• [Entrées d'étiquetage de segmentation]:
————————
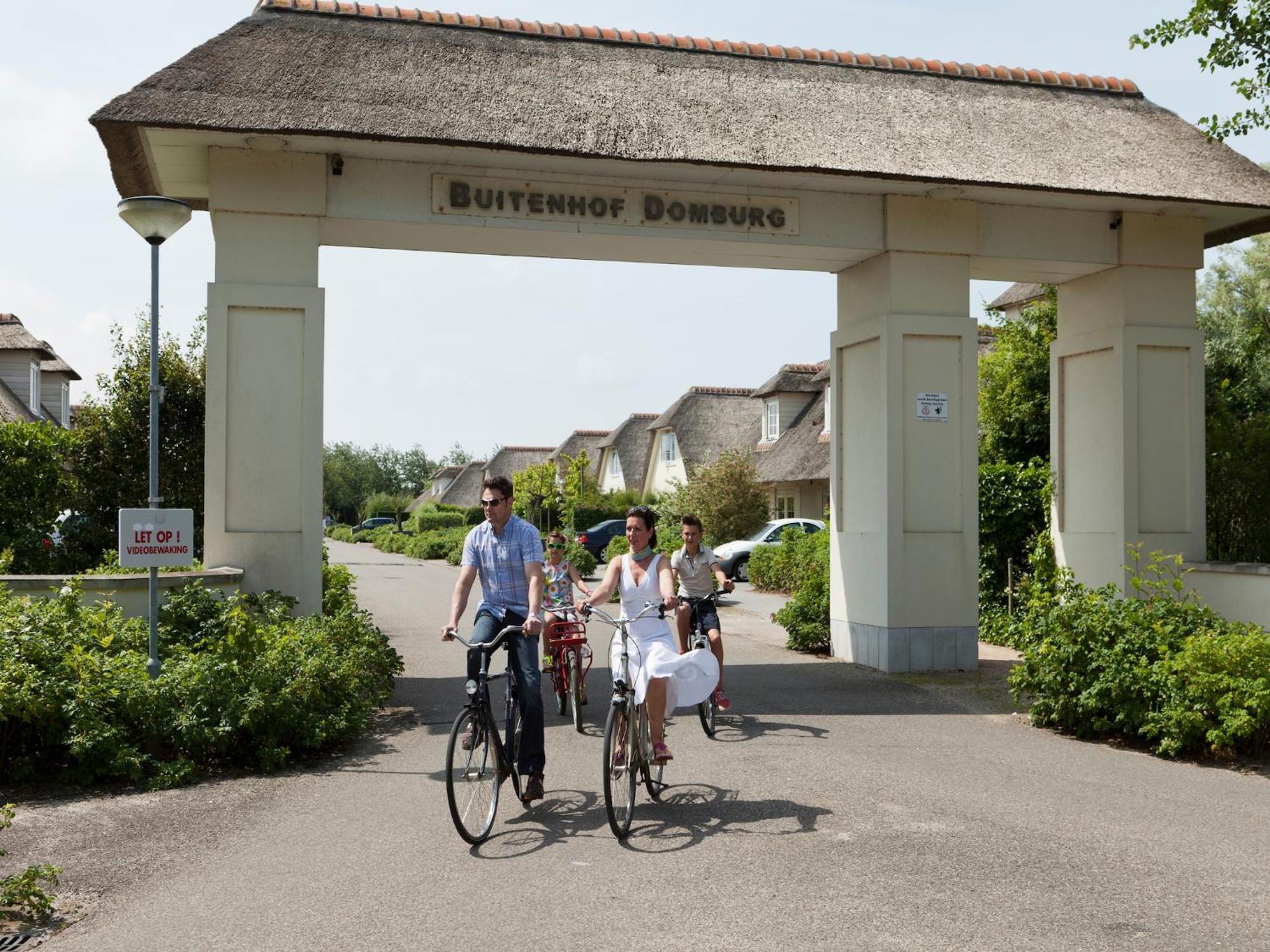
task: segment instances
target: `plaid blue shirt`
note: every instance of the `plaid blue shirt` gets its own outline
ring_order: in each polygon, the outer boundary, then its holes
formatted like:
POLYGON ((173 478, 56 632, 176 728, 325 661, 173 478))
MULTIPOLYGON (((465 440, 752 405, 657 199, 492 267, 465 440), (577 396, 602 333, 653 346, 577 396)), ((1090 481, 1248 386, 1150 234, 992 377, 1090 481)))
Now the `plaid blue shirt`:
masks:
POLYGON ((525 578, 528 562, 542 564, 542 538, 532 524, 513 515, 495 536, 489 520, 464 539, 462 565, 476 566, 481 602, 476 611, 489 611, 499 621, 508 611, 528 617, 530 583, 525 578))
————————
• [TRAVAIL À FAIRE]:
Renvoyez à l'identique toutes les lignes des enregistrements, en omettant les images.

• [LA SOLUTION]:
task: segment instances
target: `plaid blue shirt`
note: every instance of the `plaid blue shirt` gets its own outline
ring_order: in each polygon, the outer boundary, then its holes
formatted like:
POLYGON ((173 478, 56 632, 176 728, 325 661, 173 478))
MULTIPOLYGON (((465 440, 752 405, 657 199, 492 267, 465 440), (577 396, 602 333, 653 346, 577 396)), ((1090 481, 1248 386, 1150 234, 992 377, 1090 481)))
Now the `plaid blue shirt`:
masks:
POLYGON ((525 578, 528 562, 542 564, 542 538, 532 524, 513 515, 495 536, 489 520, 464 539, 462 565, 476 566, 481 602, 476 611, 489 611, 499 621, 508 611, 528 617, 530 583, 525 578))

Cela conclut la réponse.